= WORK INSTRUCTIONS =
Render the rows starting with the line containing "of the arched" and going on through the line containing "<point>561,591</point>" as a two-column CSV with the headers text and answer. Use one line per row, put the row's text and its answer each in a single quoted field, and turn line breaks into spaces.

------ EXTRACTED RECORDS ------

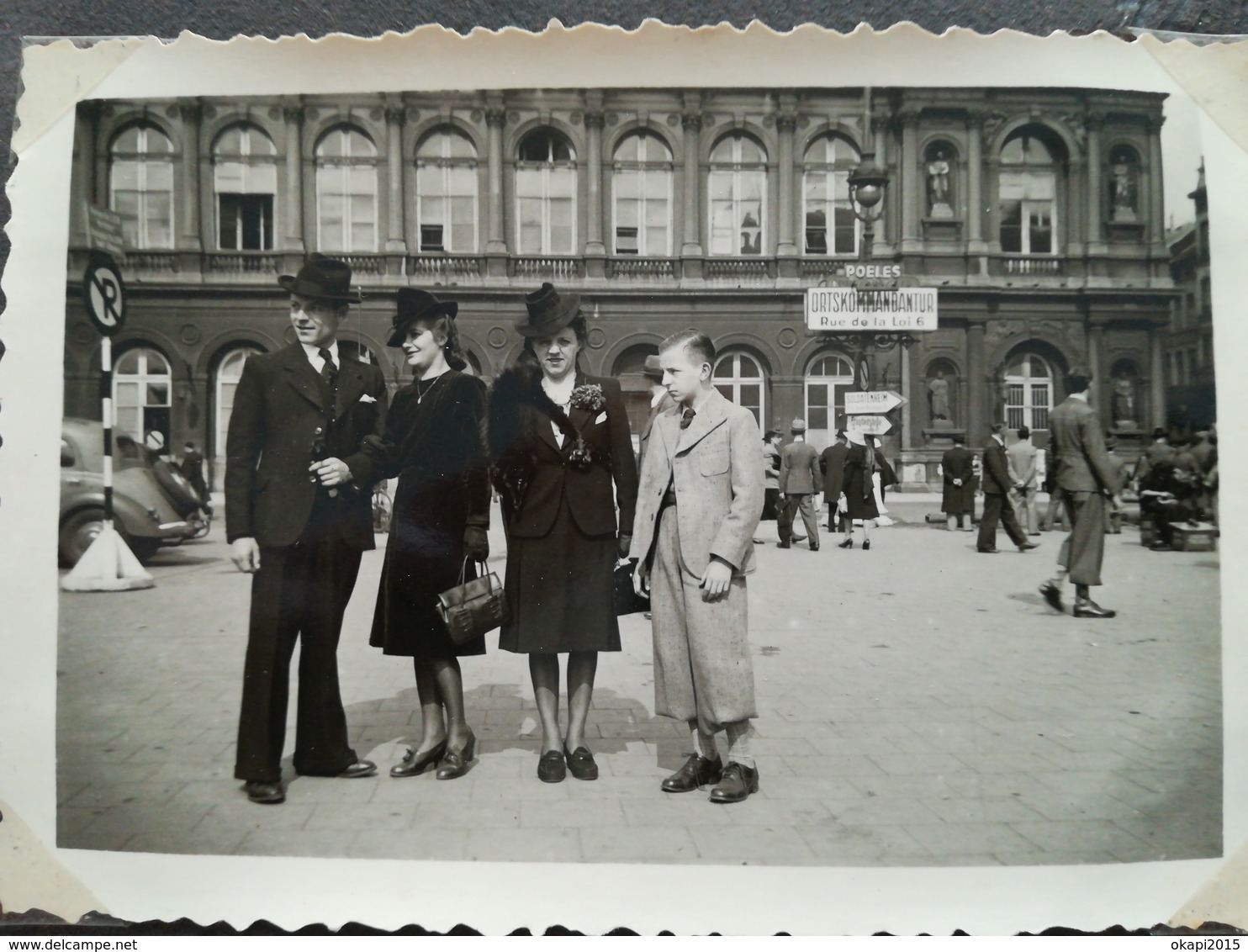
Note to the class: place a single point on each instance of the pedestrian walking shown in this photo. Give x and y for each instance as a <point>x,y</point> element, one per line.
<point>832,466</point>
<point>299,514</point>
<point>438,524</point>
<point>1021,459</point>
<point>997,484</point>
<point>698,508</point>
<point>858,497</point>
<point>563,456</point>
<point>957,495</point>
<point>1085,479</point>
<point>799,482</point>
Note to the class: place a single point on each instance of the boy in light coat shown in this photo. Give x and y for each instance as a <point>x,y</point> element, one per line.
<point>693,537</point>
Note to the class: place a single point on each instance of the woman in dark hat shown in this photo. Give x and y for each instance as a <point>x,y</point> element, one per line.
<point>433,444</point>
<point>563,459</point>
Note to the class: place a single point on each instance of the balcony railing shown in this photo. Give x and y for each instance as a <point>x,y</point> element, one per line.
<point>547,267</point>
<point>1034,265</point>
<point>629,268</point>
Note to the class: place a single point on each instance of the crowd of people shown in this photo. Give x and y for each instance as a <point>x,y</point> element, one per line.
<point>311,435</point>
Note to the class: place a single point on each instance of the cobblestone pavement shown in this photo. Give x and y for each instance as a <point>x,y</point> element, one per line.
<point>917,705</point>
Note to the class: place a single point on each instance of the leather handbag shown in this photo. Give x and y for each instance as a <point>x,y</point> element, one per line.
<point>472,608</point>
<point>627,600</point>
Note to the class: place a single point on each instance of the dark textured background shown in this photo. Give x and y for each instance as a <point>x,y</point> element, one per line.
<point>224,19</point>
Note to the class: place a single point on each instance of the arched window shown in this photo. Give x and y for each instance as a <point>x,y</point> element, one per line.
<point>828,378</point>
<point>446,191</point>
<point>225,382</point>
<point>142,386</point>
<point>245,181</point>
<point>1124,182</point>
<point>738,188</point>
<point>141,186</point>
<point>1028,193</point>
<point>546,195</point>
<point>346,191</point>
<point>739,377</point>
<point>1029,392</point>
<point>642,195</point>
<point>832,226</point>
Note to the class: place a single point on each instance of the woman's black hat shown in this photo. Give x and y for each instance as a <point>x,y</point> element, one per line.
<point>413,304</point>
<point>548,312</point>
<point>324,278</point>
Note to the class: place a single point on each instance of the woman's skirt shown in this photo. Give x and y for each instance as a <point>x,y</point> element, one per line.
<point>561,591</point>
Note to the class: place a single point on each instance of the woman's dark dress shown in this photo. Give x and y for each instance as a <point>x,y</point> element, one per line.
<point>859,495</point>
<point>435,447</point>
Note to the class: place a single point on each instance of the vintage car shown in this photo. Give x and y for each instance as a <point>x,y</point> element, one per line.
<point>142,510</point>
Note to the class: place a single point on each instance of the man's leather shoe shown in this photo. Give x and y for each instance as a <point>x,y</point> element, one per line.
<point>1090,609</point>
<point>261,792</point>
<point>696,771</point>
<point>552,768</point>
<point>580,763</point>
<point>738,782</point>
<point>1052,595</point>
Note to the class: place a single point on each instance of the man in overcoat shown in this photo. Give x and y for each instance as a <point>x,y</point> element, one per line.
<point>696,510</point>
<point>997,484</point>
<point>957,500</point>
<point>832,466</point>
<point>299,514</point>
<point>799,480</point>
<point>1086,479</point>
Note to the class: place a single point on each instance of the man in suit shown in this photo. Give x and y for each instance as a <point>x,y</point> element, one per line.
<point>299,516</point>
<point>997,485</point>
<point>1086,478</point>
<point>957,500</point>
<point>659,402</point>
<point>832,466</point>
<point>1021,458</point>
<point>799,482</point>
<point>696,510</point>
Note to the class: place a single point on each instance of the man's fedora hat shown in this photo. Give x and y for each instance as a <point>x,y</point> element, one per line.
<point>413,304</point>
<point>548,312</point>
<point>321,278</point>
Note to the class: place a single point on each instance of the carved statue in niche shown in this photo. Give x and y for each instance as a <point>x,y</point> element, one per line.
<point>1124,405</point>
<point>939,171</point>
<point>938,399</point>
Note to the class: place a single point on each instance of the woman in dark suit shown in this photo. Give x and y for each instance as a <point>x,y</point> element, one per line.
<point>859,495</point>
<point>563,459</point>
<point>433,444</point>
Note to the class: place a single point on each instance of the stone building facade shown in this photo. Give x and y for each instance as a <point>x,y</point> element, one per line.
<point>1036,212</point>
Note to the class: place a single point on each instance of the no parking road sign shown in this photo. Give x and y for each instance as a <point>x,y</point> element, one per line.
<point>105,294</point>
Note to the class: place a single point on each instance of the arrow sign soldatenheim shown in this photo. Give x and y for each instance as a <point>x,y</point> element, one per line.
<point>870,425</point>
<point>873,400</point>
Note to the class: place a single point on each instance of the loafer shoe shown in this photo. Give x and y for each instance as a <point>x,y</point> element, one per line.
<point>1052,595</point>
<point>415,764</point>
<point>580,763</point>
<point>1090,609</point>
<point>261,792</point>
<point>737,784</point>
<point>552,768</point>
<point>696,771</point>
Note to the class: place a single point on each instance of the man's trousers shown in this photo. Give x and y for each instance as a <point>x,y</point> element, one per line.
<point>299,594</point>
<point>701,654</point>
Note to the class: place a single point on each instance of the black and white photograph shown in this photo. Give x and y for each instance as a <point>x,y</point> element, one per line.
<point>609,476</point>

------

= RESPONSE TO THIS EXERCISE =
text,answer
"Note to the class: place a single point on each instance of the arched window shown in this photo. Give x and y for each instance as a <point>x,y</point> element, one per line.","<point>828,378</point> <point>446,191</point> <point>225,382</point> <point>142,386</point> <point>245,181</point> <point>1124,182</point> <point>738,188</point> <point>141,186</point> <point>1028,193</point> <point>546,195</point> <point>346,191</point> <point>739,377</point> <point>1029,392</point> <point>642,195</point> <point>832,226</point>"
"Note to the class: place a single point on each instance of the woman's black hat shown in this photo. Give x and y for each instance as a <point>x,y</point> element, one per line.","<point>413,304</point> <point>548,312</point> <point>324,278</point>"
"Note to the class: place a single point on each instance of the woman's skirt shown in this photo. Give x and y for each instance as a <point>x,y</point> element, one per line.","<point>561,591</point>"